Task details
A line belongs in the answer if it contains "soil"; copy every such line from the entries below.

- - - - -

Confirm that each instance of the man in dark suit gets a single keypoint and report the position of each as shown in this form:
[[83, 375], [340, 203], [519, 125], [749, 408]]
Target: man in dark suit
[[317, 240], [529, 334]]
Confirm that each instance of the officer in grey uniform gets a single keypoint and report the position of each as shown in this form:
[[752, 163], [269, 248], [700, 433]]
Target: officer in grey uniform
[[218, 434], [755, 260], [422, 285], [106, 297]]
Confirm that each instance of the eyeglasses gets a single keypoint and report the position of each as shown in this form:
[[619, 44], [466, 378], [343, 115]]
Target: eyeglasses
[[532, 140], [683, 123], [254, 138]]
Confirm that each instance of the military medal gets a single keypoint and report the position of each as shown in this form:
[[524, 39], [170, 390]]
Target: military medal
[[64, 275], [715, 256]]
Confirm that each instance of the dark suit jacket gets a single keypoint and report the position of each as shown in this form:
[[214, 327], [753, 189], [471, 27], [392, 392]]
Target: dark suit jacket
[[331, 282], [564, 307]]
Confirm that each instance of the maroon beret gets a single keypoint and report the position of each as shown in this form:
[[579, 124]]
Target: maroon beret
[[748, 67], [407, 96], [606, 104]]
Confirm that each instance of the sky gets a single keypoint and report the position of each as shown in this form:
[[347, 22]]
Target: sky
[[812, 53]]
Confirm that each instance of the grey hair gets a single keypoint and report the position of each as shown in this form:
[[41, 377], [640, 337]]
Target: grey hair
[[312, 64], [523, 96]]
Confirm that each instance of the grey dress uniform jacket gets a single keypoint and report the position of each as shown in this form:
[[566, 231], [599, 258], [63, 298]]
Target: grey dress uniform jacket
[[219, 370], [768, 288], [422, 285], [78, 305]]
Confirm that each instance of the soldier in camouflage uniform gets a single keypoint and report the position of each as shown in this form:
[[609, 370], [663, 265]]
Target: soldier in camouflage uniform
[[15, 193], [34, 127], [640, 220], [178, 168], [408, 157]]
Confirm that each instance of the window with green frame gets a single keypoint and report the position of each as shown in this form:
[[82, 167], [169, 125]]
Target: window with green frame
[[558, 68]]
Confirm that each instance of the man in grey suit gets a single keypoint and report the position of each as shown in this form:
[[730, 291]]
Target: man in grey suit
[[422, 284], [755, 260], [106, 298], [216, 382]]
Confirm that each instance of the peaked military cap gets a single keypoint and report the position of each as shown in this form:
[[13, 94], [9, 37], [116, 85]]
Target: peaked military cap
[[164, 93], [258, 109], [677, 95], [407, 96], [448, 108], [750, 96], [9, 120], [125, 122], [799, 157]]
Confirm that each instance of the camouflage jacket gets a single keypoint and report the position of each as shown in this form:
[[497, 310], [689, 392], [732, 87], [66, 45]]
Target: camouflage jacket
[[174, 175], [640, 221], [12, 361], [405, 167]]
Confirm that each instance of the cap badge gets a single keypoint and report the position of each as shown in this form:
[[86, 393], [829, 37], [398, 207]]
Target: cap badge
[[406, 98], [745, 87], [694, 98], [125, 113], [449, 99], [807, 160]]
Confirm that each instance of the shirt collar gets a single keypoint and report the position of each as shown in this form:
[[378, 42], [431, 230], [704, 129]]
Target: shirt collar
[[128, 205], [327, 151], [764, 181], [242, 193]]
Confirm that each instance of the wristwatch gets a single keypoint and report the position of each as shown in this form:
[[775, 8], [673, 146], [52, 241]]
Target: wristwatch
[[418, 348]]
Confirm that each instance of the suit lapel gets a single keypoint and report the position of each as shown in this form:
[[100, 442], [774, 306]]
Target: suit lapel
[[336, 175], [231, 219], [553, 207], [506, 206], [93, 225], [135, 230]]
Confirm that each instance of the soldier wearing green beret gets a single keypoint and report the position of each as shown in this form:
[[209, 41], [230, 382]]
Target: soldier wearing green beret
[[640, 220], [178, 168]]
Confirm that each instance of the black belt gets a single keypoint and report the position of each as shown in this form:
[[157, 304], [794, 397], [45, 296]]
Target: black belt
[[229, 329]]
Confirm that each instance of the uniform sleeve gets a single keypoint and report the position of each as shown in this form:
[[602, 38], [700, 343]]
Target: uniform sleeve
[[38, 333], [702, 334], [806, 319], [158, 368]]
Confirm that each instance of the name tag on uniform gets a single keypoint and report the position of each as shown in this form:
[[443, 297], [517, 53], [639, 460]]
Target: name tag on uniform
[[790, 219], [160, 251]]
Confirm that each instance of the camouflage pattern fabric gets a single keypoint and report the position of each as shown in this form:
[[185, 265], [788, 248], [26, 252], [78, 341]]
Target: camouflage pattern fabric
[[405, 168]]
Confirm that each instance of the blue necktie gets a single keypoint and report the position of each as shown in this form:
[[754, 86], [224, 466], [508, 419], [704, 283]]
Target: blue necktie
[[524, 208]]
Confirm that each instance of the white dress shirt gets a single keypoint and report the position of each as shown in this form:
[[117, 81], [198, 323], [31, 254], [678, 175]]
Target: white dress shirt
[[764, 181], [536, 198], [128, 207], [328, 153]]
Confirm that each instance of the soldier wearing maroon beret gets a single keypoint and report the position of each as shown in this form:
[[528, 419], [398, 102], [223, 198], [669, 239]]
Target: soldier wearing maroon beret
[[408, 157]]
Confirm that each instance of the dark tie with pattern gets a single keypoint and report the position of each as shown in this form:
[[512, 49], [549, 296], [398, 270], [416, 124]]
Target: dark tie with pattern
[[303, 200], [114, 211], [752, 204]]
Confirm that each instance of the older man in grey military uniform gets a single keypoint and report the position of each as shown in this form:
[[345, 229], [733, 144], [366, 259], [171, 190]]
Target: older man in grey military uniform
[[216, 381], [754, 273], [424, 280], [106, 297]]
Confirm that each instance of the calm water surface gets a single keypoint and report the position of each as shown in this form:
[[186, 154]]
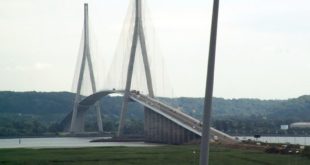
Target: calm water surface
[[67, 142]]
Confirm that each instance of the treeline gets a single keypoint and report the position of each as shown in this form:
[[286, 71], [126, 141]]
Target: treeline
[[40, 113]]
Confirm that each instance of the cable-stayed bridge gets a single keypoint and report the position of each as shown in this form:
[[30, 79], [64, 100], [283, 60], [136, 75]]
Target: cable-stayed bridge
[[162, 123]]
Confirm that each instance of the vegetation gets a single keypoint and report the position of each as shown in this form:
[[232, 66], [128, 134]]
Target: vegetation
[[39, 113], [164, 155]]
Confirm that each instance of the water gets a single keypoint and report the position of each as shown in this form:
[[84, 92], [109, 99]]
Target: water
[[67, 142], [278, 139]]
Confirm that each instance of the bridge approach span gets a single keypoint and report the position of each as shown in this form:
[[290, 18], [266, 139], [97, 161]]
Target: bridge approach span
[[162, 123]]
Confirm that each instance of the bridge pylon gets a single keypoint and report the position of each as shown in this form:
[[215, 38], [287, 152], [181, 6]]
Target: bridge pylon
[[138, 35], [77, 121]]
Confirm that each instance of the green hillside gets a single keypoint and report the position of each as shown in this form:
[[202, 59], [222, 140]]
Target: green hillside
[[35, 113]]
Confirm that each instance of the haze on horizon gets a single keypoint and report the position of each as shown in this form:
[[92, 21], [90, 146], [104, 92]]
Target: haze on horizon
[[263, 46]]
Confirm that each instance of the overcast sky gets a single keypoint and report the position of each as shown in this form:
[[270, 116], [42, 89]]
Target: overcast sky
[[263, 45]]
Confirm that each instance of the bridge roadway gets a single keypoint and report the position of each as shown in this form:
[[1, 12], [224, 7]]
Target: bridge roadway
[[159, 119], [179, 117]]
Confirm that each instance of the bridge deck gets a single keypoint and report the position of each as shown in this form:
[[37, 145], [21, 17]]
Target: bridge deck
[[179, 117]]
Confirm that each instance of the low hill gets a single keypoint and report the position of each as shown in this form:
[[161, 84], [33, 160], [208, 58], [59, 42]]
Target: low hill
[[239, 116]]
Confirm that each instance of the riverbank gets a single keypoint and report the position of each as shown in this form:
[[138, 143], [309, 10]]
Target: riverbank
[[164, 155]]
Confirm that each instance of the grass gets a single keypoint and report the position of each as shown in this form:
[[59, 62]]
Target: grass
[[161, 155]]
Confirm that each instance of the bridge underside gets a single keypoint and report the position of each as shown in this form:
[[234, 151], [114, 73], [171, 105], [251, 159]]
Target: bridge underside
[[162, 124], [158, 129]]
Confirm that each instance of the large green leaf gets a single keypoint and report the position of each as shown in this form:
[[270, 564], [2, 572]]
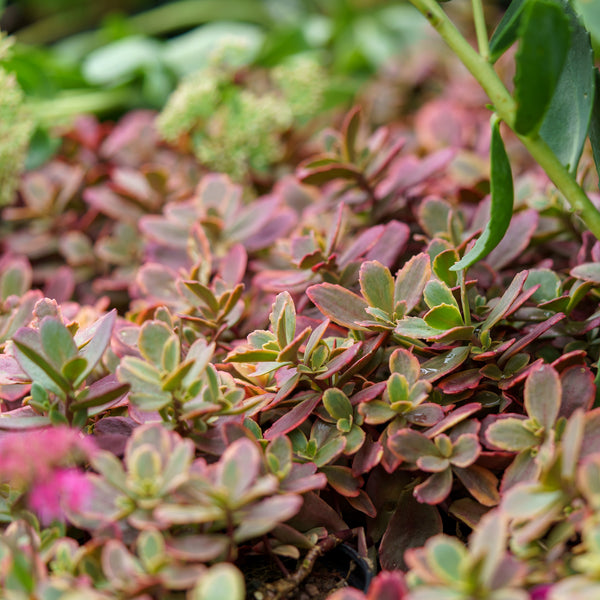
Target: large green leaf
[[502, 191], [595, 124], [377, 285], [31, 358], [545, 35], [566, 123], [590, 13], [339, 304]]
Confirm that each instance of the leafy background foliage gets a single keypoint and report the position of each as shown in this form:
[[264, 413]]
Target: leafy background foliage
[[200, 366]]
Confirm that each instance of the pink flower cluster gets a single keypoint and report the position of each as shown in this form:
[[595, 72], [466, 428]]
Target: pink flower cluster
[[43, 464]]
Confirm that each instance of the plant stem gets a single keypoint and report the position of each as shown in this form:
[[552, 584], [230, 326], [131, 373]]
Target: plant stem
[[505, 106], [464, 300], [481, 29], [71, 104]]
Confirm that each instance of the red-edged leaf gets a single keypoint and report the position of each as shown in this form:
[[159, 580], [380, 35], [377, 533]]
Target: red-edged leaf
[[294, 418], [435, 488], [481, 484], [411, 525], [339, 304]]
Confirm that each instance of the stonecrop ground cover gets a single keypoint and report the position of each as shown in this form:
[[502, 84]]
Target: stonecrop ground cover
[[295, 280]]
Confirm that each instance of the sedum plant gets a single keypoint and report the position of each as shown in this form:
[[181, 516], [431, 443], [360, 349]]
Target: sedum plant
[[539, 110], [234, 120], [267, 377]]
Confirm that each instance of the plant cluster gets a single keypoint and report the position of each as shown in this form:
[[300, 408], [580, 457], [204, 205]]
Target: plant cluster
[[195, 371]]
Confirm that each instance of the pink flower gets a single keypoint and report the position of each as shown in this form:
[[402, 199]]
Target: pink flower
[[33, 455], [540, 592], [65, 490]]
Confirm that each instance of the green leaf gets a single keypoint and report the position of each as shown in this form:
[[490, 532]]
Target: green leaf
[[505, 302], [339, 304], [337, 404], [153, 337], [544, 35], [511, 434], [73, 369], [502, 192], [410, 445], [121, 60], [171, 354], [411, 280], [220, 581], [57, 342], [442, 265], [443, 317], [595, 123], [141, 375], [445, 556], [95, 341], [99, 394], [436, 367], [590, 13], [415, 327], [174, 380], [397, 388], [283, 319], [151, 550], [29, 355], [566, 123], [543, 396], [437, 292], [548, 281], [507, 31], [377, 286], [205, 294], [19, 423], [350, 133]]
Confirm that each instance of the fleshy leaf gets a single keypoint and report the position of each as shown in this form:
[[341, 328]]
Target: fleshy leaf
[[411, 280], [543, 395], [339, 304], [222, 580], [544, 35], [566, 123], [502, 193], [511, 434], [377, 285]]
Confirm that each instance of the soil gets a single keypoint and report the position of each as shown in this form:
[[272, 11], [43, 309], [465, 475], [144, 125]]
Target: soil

- - - - -

Answer to the problem
Confirm that each instance of the soil gets a single keypoint and report the position of each as shown in this form:
Target: soil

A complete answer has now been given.